Start Source excerpt

Quantum Information Splitting of Arbitrary Three-Qubit State by Using Seven-Qubit Entangled State

Abstract

In this paper, we propose a scheme of quantum information splitting arbitrary three-qubit state by using seven-qubit entangled as quantum channel. The sender Alice first performs Bell-state measurements (BSMs) on her qubits pairs respectively and tells her measurement outcome to authorizers Bob to reconstruct the original state, then Charlie should carries out single-qubit measurement (SQM) on his qubits. According to the results from Alice and Charlie, Bob can reconstruct the original state by applying an appropriate unitary operation. After analyzing, the method achieved the desired effect of quantum information splitting (QIS). We also realize the QIS of arbitrary three-qubit state in cavity quantum electrodynamics (QED).

1 Introduction

The most striking features of quantum mechanics phenomenon is quantum entanglement [1–3]. It has some defects though the traditional cryptography is symmetrical password. It was difficult to solve a math problem based on mathematical cryptophytes. Its security is limited by the current computing power. Quantum entanglement is also one of the most important applications [4, 5], QIS is based on entanglement to achieve [6–20]. With the classical secret sharing of quantum information corresponding, the separation is based on the quantum theory. The current quantum secret sharing is a very meaningful topic, quantum information splitting can be described as follows: the use of entangled state as quantum channel connecting link between the separated information and receiver, quantum information splitting using quantum method for separating original quantum state information. At present, the research of quantum cryptography communication mainly includes quantum key distribution (QKD) [21–25]. Quantum cryptography communication is the art of transmitting the keys through a quantum channel between two parties we called Alice and Bob. Quantum secure direct communication (QSDC) [26–29], Quantum cryptography Shared, Quantum digital signature et al.

End Source excerpt

**Challenge**
Can you print everything in the quantum information splitting excerpt from "Quantum Information Splitting of" down to "quantum electrodynamics (QED)."?

Start Material supplied

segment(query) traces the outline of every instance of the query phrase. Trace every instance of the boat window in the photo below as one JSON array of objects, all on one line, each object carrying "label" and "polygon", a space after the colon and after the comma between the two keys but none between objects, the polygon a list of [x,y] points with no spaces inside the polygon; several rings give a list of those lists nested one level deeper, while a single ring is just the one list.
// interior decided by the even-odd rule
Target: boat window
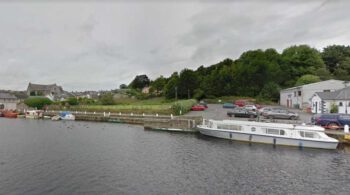
[{"label": "boat window", "polygon": [[272,134],[272,135],[279,135],[280,132],[278,129],[266,129],[267,134]]},{"label": "boat window", "polygon": [[301,137],[306,137],[306,138],[320,138],[320,136],[316,132],[299,131],[299,134]]},{"label": "boat window", "polygon": [[284,130],[280,130],[280,135],[285,135],[286,132]]},{"label": "boat window", "polygon": [[241,131],[242,127],[239,125],[227,125],[227,124],[218,124],[218,129],[227,129],[227,130],[236,130]]}]

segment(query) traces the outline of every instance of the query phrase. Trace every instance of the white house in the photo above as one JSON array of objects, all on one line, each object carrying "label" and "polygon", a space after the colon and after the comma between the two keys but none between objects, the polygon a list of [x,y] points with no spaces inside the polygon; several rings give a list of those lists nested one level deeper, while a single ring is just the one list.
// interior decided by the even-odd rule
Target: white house
[{"label": "white house", "polygon": [[289,108],[310,108],[311,98],[316,92],[332,92],[345,87],[344,81],[327,80],[280,91],[280,105]]},{"label": "white house", "polygon": [[338,108],[338,113],[350,113],[350,87],[334,92],[317,92],[311,98],[312,113],[330,113],[332,106]]},{"label": "white house", "polygon": [[19,100],[10,93],[0,92],[0,110],[16,110]]}]

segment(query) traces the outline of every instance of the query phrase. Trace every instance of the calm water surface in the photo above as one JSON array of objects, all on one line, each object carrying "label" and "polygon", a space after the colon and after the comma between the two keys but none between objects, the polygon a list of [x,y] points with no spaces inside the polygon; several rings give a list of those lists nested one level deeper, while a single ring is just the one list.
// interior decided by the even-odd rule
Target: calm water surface
[{"label": "calm water surface", "polygon": [[349,194],[350,153],[0,118],[0,194]]}]

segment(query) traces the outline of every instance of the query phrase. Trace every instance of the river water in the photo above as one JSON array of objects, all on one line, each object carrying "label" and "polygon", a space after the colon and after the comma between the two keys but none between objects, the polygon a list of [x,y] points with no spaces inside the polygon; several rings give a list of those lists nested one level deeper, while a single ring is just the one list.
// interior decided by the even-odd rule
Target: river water
[{"label": "river water", "polygon": [[349,194],[350,153],[0,118],[0,194]]}]

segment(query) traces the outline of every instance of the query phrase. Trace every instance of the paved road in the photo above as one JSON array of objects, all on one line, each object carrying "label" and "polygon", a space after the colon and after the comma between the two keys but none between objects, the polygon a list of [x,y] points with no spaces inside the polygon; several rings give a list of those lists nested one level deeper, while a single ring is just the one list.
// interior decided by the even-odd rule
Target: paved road
[{"label": "paved road", "polygon": [[[208,104],[208,109],[205,111],[191,111],[186,114],[186,116],[202,116],[205,119],[215,119],[215,120],[223,120],[223,119],[233,119],[227,116],[227,111],[230,109],[222,108],[222,104]],[[290,109],[293,112],[299,114],[300,123],[310,123],[311,114],[304,113],[301,110]],[[246,118],[234,118],[239,120],[248,120]],[[292,121],[291,121],[292,122]]]}]

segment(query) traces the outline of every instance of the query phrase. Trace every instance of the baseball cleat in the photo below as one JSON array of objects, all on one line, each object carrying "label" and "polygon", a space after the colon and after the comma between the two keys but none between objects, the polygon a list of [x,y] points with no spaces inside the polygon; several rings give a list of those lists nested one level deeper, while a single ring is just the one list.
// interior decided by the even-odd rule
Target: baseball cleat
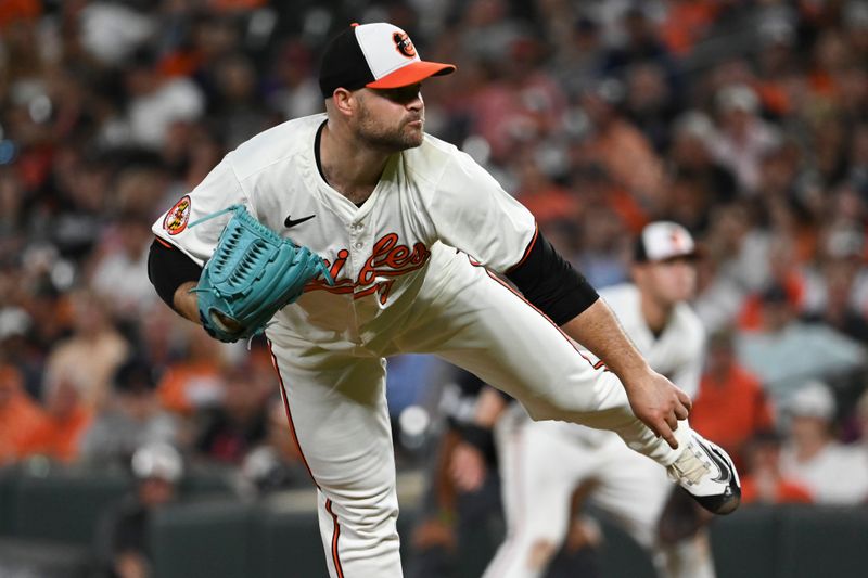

End Material supplied

**Exercise response**
Quantum Information Splitting of Arbitrary Three-Qubit State by Using Seven-Qubit Entangled State

Abstract

In this paper, we propose a scheme of quantum information splitting arbitrary three-qubit state by using seven-qubit entangled as quantum channel. The sender Alice first performs Bell-state measurements (BSMs) on her qubits pairs respectively and tells her measurement outcome to authorizers Bob to reconstruct the original state, then Charlie should carries out single-qubit measurement (SQM) on his qubits. According to the results from Alice and Charlie, Bob can reconstruct the original state by applying an appropriate unitary operation. After analyzing, the method achieved the desired effect of quantum information splitting (QIS). We also realize the QIS of arbitrary three-qubit state in cavity quantum electrodynamics (QED).